In the items below, write out again, word for word, the stretch of lines from the one containing "Locate the dark" through the one containing "126 436 254 449", including both of those lines.

Region labeling records
* Begin *

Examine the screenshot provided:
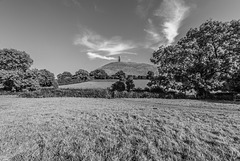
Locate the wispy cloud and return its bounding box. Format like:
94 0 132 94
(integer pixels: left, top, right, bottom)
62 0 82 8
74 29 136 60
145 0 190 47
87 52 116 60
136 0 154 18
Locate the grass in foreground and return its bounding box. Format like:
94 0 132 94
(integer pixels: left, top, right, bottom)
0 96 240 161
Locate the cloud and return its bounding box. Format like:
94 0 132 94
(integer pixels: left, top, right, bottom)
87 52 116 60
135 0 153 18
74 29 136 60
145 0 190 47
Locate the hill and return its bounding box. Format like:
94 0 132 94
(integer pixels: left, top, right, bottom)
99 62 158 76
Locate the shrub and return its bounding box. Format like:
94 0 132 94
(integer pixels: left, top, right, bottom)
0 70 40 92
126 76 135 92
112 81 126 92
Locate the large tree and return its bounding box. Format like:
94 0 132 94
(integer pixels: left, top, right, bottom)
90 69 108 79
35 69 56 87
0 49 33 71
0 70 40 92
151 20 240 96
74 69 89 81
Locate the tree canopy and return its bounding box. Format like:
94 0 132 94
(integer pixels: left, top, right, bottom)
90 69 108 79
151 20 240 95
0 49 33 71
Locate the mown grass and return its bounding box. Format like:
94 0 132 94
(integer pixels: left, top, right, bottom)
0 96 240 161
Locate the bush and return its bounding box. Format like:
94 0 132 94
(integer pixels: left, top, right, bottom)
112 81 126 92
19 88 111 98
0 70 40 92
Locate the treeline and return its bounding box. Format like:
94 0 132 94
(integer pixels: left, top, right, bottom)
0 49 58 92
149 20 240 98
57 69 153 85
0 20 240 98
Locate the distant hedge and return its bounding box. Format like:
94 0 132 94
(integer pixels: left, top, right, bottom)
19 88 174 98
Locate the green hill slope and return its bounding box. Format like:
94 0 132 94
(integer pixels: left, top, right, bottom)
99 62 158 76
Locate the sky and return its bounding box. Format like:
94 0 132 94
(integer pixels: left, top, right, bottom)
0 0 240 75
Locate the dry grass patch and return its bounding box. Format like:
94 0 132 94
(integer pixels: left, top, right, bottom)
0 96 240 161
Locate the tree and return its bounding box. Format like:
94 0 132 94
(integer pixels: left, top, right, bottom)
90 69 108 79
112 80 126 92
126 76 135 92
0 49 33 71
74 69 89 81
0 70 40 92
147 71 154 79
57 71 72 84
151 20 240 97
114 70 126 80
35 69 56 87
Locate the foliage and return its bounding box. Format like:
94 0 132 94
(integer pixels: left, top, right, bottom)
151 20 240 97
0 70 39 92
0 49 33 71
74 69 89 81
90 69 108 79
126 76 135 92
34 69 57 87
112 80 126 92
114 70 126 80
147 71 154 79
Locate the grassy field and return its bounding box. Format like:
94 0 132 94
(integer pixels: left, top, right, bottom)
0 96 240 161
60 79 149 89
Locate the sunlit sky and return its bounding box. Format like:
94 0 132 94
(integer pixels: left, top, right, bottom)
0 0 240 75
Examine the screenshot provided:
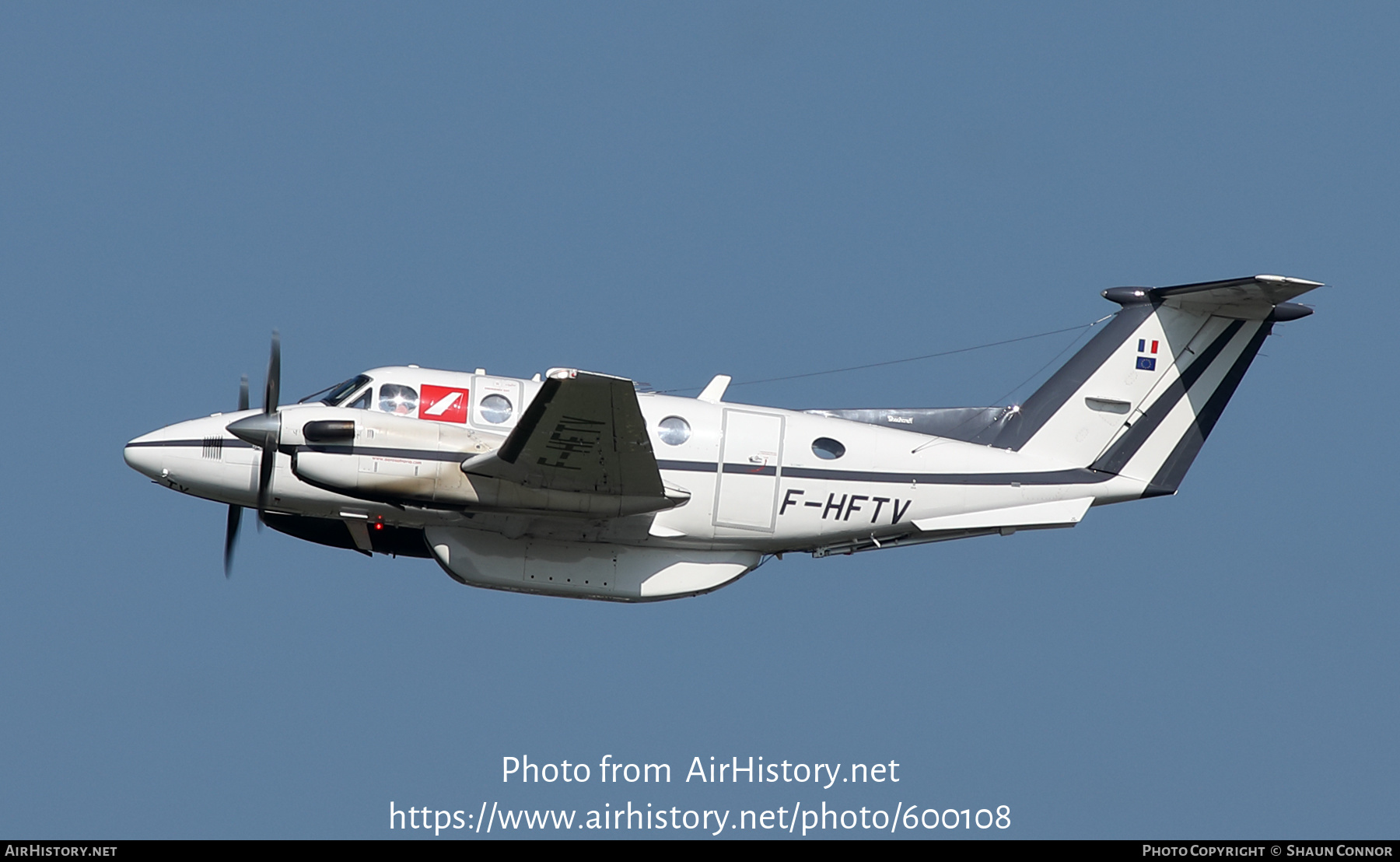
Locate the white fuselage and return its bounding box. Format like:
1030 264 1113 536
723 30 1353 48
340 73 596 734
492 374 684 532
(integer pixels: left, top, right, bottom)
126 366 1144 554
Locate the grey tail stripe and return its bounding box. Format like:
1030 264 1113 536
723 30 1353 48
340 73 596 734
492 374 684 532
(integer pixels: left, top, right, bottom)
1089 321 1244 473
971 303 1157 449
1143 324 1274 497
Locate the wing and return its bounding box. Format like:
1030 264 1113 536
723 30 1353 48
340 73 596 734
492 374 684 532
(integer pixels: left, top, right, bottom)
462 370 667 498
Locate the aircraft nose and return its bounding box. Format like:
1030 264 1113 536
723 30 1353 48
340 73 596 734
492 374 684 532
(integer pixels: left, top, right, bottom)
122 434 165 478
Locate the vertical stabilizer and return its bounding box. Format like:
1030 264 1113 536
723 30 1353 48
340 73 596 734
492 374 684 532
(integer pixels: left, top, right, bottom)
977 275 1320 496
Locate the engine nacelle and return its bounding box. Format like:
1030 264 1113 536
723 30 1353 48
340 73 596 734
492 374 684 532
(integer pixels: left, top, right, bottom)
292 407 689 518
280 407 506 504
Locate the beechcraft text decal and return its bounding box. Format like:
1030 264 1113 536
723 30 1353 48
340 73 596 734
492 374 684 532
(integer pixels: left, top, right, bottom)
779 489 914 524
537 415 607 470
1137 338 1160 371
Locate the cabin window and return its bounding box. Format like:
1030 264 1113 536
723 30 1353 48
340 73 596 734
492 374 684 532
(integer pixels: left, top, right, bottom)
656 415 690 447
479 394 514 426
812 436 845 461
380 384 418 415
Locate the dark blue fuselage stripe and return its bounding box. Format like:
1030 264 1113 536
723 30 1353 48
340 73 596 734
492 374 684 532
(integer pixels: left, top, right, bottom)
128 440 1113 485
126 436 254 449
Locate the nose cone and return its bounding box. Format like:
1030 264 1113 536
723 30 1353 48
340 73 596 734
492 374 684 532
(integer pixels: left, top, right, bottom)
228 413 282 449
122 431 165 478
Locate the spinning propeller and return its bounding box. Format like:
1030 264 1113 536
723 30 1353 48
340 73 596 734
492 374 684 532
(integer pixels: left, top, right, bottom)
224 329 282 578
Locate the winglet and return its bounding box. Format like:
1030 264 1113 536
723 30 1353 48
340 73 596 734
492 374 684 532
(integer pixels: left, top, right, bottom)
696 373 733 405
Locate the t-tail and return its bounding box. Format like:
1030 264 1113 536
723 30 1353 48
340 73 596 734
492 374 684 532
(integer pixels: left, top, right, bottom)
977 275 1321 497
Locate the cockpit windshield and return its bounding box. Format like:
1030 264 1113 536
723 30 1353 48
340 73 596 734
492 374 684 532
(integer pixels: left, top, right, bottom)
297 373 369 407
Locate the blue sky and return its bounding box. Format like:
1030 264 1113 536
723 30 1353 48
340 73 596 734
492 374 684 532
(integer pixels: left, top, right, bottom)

* End *

The result:
Locate the dark blue fuselage stripe and return its bounding box. Format like:
1030 264 1113 536
723 30 1353 48
340 73 596 734
492 374 684 532
(integer pixels: left, top, right, bottom)
128 440 1113 485
126 436 254 449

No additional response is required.